## Task to complete
Pull out every line of the records below that contains the word "tree", and copy each such line in full.
^^^^^^^^
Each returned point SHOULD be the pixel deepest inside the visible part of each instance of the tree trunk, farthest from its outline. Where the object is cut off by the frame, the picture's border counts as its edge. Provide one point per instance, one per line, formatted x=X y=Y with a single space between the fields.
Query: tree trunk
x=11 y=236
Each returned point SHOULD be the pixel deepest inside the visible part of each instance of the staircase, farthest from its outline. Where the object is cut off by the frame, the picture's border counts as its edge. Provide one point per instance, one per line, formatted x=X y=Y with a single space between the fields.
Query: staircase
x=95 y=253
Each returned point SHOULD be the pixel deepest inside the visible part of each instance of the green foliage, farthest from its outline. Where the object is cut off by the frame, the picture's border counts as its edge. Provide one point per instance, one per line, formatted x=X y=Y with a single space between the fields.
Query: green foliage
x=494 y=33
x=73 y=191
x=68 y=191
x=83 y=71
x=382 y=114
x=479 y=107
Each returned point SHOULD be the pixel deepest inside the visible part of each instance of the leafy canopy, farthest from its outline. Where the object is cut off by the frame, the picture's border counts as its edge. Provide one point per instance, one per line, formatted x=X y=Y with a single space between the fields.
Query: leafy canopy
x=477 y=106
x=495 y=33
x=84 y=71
^^^^^^^^
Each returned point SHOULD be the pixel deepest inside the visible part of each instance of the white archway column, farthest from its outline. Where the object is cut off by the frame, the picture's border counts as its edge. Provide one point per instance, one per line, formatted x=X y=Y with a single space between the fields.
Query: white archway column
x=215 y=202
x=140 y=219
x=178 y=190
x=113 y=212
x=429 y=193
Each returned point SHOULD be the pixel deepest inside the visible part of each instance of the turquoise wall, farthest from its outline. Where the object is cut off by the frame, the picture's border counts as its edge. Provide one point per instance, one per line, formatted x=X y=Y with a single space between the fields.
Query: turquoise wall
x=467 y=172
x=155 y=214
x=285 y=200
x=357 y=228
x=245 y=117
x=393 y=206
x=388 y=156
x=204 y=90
^^^^^^^^
## Solved exercise
Each returned point SHOULD be the pixel deepest inside the visible part of each instance of the tree trunk, farthest from its outline. Where the object is cut off by the frame, the picture's border counts as its edge. Provide one point per instance, one per line, formatted x=X y=Y with a single space between the fields.
Query: tree trunk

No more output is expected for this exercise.